## Required task 1
Pick out each line of the listing that contains the string "spike", and copy those lines. Case counts.

It isn’t easy, is it? It isn’t easy to open our lives, ourselves to the deepest needs of others. It’s not like the things on our “to do” lists are optional. It’s not that we are TRYING to ignore the people in front of us who are aching for friendship, companionship, a good word, a hot meal. It’s just that there are all these other things we need to do first. It’s just that abiding with someone takes time, it takes an energy of the spirit that we just don’t think we have right now. Maybe once my finances are in order, I can help someone else with theirs. Maybe once I feel calm and refreshed, I can offer refreshment to another. Maybe once I have experienced the abiding love of another, I can abide with a stranger. Maybe once I have felt loved, I’ll know how to love others.

But then there comes this commandment again. “Love one another as I have loved you.” It’s not even “love one another when you feel my love for you.” Jesus doesn’t give us time to get it, to feel it, or to understand it. He doesn’t give us the excuse to wait until we have found love before we share it. He commands us to do right here, right now, because he knows love is more than a feeling. He also knows we may never get up and do it if it’s dependent on our experience or knowledge or feelings of preparedness. So, having loved us from the beginning, Jesus tells us to go out and love others. Actually, he doesn’t just tell us to do it, he tells us what it looks like and even shows us.

Love is what we do. Love is an action. Love is more than a feeling; it’s a sacrifice. Love is laying aside our schedules, our priorities, our preferences. Loving is putting down our comfort and our security to love other people. Love is active. Love is setting aside, but in setting aside it is also taking up, taking up the causes, the burdens, the pains, the injustices of others. Love is what we do with who we are.

[Excerpts of location labeling data]
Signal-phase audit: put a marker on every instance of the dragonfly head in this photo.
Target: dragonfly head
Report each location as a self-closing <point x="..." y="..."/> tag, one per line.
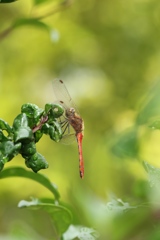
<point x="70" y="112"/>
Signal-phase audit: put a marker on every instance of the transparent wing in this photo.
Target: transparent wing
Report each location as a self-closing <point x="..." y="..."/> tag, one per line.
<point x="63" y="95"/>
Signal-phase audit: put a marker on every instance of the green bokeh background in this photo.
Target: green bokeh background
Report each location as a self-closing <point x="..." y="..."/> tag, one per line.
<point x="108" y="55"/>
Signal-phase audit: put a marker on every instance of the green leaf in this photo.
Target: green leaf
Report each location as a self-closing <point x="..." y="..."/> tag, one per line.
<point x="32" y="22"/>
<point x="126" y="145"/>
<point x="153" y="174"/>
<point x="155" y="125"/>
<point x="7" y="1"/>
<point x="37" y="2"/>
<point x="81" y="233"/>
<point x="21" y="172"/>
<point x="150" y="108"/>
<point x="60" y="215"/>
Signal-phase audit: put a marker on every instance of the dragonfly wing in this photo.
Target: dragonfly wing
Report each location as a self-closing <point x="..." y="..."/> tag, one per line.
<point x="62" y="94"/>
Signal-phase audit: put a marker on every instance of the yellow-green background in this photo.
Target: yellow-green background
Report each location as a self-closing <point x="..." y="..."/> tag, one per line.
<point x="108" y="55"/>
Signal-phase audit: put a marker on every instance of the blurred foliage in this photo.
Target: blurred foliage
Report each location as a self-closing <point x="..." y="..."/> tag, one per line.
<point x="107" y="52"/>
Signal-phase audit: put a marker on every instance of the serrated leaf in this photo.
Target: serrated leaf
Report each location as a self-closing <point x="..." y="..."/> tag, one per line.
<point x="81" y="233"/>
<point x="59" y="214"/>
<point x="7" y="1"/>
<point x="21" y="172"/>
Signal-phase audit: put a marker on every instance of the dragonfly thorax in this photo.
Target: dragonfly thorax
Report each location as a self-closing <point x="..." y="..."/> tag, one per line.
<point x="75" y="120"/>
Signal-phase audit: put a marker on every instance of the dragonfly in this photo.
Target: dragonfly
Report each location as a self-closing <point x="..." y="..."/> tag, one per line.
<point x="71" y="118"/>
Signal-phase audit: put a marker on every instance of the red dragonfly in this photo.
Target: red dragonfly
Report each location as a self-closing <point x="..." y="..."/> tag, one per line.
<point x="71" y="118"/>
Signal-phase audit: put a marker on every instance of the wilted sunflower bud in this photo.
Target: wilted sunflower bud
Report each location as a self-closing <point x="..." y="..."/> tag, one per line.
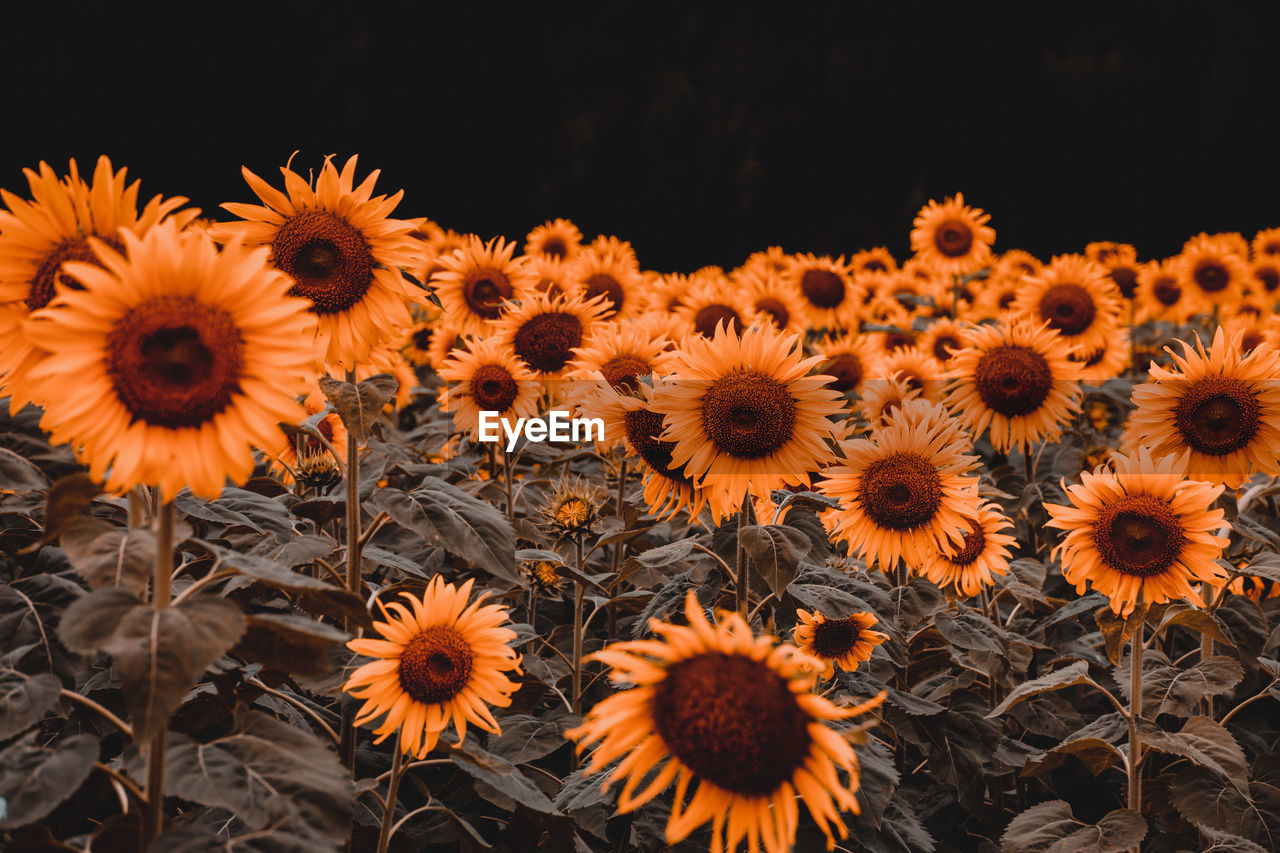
---
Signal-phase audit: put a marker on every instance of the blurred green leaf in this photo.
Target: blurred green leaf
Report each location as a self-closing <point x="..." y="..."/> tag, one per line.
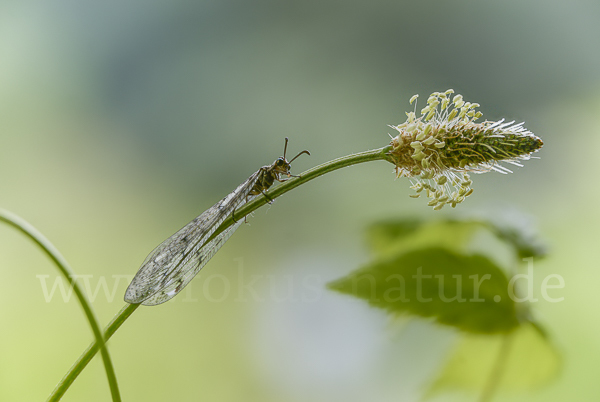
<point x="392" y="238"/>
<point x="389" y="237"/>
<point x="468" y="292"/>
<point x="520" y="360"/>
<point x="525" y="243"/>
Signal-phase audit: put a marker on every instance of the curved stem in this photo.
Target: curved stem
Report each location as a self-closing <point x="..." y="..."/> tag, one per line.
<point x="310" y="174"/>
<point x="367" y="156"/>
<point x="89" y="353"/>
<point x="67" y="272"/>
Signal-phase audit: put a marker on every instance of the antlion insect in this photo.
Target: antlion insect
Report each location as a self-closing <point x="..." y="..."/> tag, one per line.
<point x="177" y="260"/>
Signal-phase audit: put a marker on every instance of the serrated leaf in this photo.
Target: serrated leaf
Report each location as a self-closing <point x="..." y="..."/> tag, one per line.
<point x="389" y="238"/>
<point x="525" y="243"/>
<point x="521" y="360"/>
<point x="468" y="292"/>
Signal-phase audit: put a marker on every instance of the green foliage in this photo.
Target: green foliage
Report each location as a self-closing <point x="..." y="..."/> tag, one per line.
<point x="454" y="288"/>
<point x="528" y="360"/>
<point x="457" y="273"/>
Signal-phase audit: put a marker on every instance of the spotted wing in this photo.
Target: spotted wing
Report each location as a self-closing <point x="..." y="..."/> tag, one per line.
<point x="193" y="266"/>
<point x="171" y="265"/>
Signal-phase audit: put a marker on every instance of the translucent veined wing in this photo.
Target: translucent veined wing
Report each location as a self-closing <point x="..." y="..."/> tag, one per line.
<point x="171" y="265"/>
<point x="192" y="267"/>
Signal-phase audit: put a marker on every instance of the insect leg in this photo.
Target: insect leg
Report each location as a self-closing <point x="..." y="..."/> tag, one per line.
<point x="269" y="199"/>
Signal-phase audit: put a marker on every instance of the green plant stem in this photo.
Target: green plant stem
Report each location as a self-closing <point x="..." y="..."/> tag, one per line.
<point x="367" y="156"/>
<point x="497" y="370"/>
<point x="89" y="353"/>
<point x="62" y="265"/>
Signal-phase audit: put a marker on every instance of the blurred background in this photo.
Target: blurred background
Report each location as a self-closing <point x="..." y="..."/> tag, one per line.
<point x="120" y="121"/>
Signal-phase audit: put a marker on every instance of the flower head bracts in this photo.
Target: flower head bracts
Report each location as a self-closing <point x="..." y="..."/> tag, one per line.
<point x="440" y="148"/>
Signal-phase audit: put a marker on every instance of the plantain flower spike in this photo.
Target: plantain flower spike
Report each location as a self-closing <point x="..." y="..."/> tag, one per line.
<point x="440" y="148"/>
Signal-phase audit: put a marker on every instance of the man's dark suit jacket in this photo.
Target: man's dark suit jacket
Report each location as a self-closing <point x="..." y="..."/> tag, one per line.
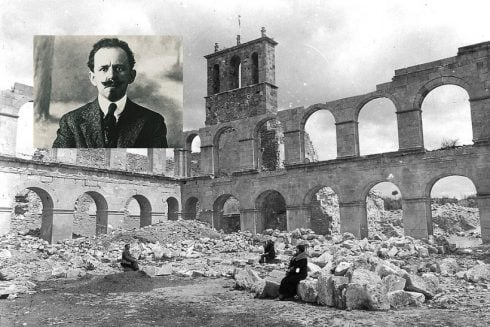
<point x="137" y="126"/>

## Required task 2
Answer these questions on the passage about love:
(a) What commandment does it quote?
(b) What four things does the first paragraph say people are aching for?
(c) Which three things does the last paragraph say love lays aside?

## Final result 1
Signal-phase audit: put a marker on every instance of the plantain flower spike in this photo.
Target: plantain flower spike

## Final result 2
(a) "Love one another as I have loved you."
(b) Friendship, companionship, a good word, and a hot meal.
(c) Our schedules, our priorities, and our preferences.